··· Document segment ···

You know how I know I’m excited about starting a new book? I begin writing at all sorts of strange hours. And by strange hours, I mean 2 a.m or 4 a.m or maybe even in the middle of cooking dinner which can create all sorts of problems if one wants their dinner to not be burned to a crackly crunch (as Mike Geraci and I generally prefer ours not to be).

I’ll be honest, this sort of shake up to my routine is not only expected, it’s highly desired. Nothing is worse to me as a writer than to sit at my computer forcing myself to come up with something to put on the page. I have plenty of stuff I could be doing instead.

Multi-pubbed and ultra-famous author Nora Roberts is generally credited with the quote “…just get the story down.” And that’s exactly what I do.I get that first draft done in snippets, sometimes writing for as little as five minutes because inspiration can come at the oddest moments (in the shower, while driving a car, standing in the grocery line) which means I have to be creative about the way I write.

The other day while I was waiting at the deli to order lunch meat, a brilliant (yes, brilliant!) line of dialogue came to me and I had no paper or pen. So I whipped out my iPhone and began typing dialogue in my Notes app. I was so engrossed that I completely missed hearing my number called. I mumbled a quick apology and the clerk took my order, but I have to wonder what she would have thought if I’d said, “Sorry, I was writing my novel!”  I’m sure that would have garnered me some strange looks but I wouldn’t have cared. Writing the first draft is like inching your way on your belly through the trenches. You get to the finish line any way you can.

···

■ Exercises
a. In the piece on first drafts, name the places where inspiration can come, as listed in the parentheses after "inspiration can come at the oddest moments".
b. Condense the paragraph of the piece on first drafts that opens with "The other day while I was waiting at the deli," keeping its main facts.
c. Write out a passage of the piece on first drafts word for word, beginning at the words "I’ll be honest, this" and stopping after "way I write.".
You can leave the listing aside; nothing here depends on it.

··· Data entries ···

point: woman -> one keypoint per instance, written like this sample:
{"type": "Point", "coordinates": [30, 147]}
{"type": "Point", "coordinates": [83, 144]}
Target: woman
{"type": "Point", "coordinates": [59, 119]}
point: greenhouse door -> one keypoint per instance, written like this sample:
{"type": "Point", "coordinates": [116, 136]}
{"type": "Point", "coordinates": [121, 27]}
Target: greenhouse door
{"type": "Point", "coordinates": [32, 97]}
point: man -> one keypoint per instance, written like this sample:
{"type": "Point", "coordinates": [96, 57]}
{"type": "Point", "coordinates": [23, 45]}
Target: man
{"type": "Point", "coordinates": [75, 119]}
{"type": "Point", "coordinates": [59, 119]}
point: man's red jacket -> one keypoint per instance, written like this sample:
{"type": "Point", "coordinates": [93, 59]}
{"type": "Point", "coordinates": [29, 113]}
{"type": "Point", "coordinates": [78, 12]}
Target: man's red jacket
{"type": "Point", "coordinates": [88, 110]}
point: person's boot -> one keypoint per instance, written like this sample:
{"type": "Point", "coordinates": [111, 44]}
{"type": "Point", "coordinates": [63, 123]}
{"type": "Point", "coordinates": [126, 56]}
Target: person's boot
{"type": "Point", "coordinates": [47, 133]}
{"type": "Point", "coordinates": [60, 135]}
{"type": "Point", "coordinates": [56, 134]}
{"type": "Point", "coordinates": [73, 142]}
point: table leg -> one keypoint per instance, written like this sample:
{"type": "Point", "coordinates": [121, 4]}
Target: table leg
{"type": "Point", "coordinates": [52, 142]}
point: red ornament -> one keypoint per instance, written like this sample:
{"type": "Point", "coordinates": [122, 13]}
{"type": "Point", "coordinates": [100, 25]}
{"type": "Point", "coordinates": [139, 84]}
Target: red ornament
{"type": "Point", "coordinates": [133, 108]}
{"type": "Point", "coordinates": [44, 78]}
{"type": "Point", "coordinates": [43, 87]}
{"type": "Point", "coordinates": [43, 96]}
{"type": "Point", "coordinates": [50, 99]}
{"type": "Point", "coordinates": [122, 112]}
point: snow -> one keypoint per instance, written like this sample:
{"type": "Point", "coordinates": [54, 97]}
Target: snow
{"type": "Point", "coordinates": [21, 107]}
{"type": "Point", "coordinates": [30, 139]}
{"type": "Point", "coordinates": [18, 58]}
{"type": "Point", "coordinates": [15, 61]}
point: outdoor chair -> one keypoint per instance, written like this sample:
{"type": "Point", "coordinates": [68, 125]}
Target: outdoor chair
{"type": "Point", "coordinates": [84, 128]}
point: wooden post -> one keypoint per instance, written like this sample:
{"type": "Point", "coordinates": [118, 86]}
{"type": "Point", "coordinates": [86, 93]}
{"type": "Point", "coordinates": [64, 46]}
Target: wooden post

···

■ Per-task answers
a.
- In the shower
- While driving a car
- Standing in the grocery line

b. While waiting at the deli to order lunch meat, I thought of a brilliant line of dialogue. With no pen or paper, I typed it into the Notes app on my iPhone. I was so absorbed that I missed hearing my number called, so I apologized and the clerk took my order. Saying I was writing my novel would have drawn strange looks, but I wouldn't have cared. Writing a first draft is like inching through the trenches on your belly: you reach the finish line any way you can.

c.
I’ll be honest, this sort of shake up to my routine is not only expected, it’s highly desired. Nothing is worse to me as a writer than to sit at my computer forcing myself to come up with something to put on the page. I have plenty of stuff I could be doing instead.

Multi-pubbed and ultra-famous author Nora Roberts is generally credited with the quote “…just get the story down.” And that’s exactly what I do.I get that first draft done in snippets, sometimes writing for as little as five minutes because inspiration can come at the oddest moments (in the shower, while driving a car, standing in the grocery line) which means I have to be creative about the way I write.